D’emblée, le lien entre féminisme et bière n’est pas évident, notamment parce que cet alcool populaire et accessible traîne encore une image masculine et de camaraderie virile, savamment entretenue par la publicité, mais aussi par toute l’industrie du divertissement.
Mais en lisant Maltriarcat – Quand les femmes ont soif de bière et d’égalité, publié chez Nouriturfu début mars, on comprend mieux pourquoi et surtout comment la brasserie est devenue un bastion masculin… et comment la consommation de bière est devenue si genrée.
Derrière Maltriarcat, il y a la journaliste féministe et passionnée de bière, Anaïs Lecoq. Comme pas mal de gens, elle a découvert le fameux nectar en sirotant une Heineken à l’adolescence. Ce n’est que bien plus tard, en rencontrant son actuel copain, amateur de bière belge, qu’elle s’est découvert une vraie passion. On l’a rencontré pour nous parler de son livre, de la place des femmes dans le milieu de la brasserie et de la lente évolution vers une industrie qui donne enfin aux femmes la place qu’elle mérite.
★ ★ ★ ★
▸ Tâche demandée A: Recopiez les lignes des enregistrements, de la ligne contenant "carriage step?" jusqu'à celle contenant "(328, 346), (433, 441)", en remplaçant "carriage" par "coach". Ne changez rien d'autre.
★ ★ ★ ★
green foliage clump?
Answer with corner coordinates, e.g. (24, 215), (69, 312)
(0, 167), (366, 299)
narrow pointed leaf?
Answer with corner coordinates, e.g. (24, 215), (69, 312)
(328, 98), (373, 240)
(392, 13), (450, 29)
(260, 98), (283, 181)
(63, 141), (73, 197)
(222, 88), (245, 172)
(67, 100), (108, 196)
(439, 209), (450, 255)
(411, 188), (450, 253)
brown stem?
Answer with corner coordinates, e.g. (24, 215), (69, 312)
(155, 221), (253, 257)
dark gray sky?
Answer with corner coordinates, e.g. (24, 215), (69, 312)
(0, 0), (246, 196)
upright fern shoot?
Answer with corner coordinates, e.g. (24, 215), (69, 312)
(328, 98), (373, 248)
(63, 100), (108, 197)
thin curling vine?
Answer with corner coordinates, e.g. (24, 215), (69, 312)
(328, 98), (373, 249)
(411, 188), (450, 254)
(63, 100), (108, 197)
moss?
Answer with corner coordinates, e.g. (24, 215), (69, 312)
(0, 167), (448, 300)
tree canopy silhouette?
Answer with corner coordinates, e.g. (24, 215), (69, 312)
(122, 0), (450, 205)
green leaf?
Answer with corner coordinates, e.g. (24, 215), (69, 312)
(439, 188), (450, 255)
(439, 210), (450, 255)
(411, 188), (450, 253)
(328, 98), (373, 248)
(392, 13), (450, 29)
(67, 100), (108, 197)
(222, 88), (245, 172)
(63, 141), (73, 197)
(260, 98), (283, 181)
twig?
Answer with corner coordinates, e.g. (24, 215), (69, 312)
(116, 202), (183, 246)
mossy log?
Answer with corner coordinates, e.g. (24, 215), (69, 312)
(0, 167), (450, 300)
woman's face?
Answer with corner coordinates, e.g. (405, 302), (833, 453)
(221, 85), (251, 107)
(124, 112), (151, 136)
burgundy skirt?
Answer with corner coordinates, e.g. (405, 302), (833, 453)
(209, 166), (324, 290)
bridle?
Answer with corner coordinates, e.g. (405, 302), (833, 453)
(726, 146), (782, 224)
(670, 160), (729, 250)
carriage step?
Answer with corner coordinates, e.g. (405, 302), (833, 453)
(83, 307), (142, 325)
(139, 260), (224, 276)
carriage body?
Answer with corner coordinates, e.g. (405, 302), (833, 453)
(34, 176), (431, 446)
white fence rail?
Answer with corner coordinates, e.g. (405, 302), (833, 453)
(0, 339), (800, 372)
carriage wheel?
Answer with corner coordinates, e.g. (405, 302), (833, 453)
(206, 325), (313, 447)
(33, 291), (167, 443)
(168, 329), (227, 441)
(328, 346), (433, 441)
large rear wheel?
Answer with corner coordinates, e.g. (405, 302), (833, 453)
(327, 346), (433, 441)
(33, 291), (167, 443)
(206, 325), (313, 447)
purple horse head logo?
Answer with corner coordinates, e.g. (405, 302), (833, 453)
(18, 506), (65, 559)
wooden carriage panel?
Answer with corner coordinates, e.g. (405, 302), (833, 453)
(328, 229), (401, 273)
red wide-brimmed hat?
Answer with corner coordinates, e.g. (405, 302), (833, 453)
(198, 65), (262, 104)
★ ★ ★ ★
▸ Tâche demandée B: Dans l'article sur le livre Maltriarcat, quelle maison d'édition a publié l'ouvrage ?

▸ Réponse A:
coach step?
Answer with corner coordinates, e.g. (405, 302), (833, 453)
(83, 307), (142, 325)
(139, 260), (224, 276)
coach body?
Answer with corner coordinates, e.g. (405, 302), (833, 453)
(34, 176), (431, 446)
white fence rail?
Answer with corner coordinates, e.g. (405, 302), (833, 453)
(0, 339), (800, 372)
coach wheel?
Answer with corner coordinates, e.g. (405, 302), (833, 453)
(206, 325), (313, 447)
(33, 291), (167, 443)
(168, 329), (227, 441)
(328, 346), (433, 441)

▸ Réponse B: Nouriturfu, début mars.